++++ ITEMS ++++
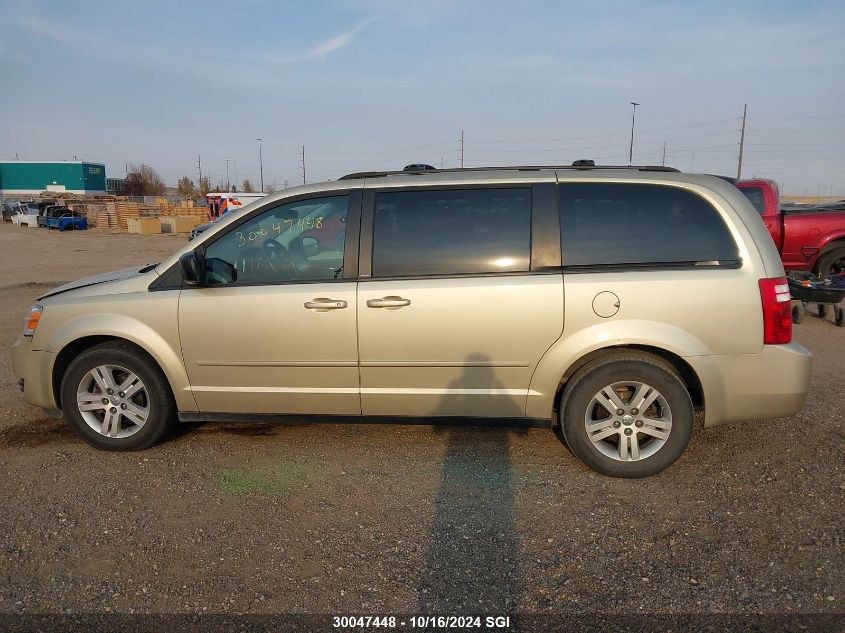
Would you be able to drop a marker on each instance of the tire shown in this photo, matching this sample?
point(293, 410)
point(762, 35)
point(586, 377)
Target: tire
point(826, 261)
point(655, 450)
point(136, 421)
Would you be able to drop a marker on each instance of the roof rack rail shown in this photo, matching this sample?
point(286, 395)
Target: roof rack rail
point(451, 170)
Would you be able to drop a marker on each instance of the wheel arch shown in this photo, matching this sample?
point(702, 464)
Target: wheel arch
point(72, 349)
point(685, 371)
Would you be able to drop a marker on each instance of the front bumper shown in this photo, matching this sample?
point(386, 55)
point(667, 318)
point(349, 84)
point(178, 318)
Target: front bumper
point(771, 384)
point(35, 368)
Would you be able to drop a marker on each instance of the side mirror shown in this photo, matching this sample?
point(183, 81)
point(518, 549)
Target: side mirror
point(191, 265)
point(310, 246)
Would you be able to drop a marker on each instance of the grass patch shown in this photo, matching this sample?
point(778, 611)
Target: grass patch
++++
++++ ITEMS ++++
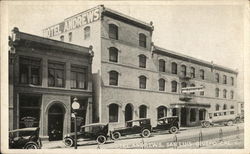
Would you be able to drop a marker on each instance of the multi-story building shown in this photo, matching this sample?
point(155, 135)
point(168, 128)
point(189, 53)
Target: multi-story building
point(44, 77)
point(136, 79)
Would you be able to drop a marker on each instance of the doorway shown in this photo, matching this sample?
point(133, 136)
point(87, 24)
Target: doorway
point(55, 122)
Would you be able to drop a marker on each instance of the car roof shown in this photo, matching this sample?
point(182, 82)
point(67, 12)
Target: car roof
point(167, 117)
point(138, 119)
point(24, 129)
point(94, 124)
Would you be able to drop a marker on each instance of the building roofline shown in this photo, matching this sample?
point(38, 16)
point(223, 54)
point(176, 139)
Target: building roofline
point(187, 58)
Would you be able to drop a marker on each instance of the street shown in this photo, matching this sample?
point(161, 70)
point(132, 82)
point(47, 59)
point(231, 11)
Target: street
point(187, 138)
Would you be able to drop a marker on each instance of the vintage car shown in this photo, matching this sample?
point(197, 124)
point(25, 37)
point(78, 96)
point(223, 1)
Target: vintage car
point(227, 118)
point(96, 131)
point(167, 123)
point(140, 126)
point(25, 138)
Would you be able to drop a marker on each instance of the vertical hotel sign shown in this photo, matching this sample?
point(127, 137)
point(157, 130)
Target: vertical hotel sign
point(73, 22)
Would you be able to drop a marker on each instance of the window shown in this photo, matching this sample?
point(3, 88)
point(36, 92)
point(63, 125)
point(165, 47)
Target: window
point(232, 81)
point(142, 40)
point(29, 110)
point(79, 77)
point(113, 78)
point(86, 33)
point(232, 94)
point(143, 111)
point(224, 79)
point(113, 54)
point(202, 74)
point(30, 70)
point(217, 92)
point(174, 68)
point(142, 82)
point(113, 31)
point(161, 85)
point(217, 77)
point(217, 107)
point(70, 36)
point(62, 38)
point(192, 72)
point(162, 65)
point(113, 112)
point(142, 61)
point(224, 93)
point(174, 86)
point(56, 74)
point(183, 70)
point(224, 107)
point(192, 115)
++++
§ AIM
Reproduce, word for word, the stretch of the listing above from the line containing "mirror shown in this photo, matching this sample?" through the line containing "point(310, 246)", including both of those lines.

§ OUTPUT OF THE TASK
Would you be able to drop a marker on each instance of the side mirror shown in this photo, matching this sample?
point(183, 81)
point(518, 549)
Target: side mirror
point(191, 265)
point(310, 246)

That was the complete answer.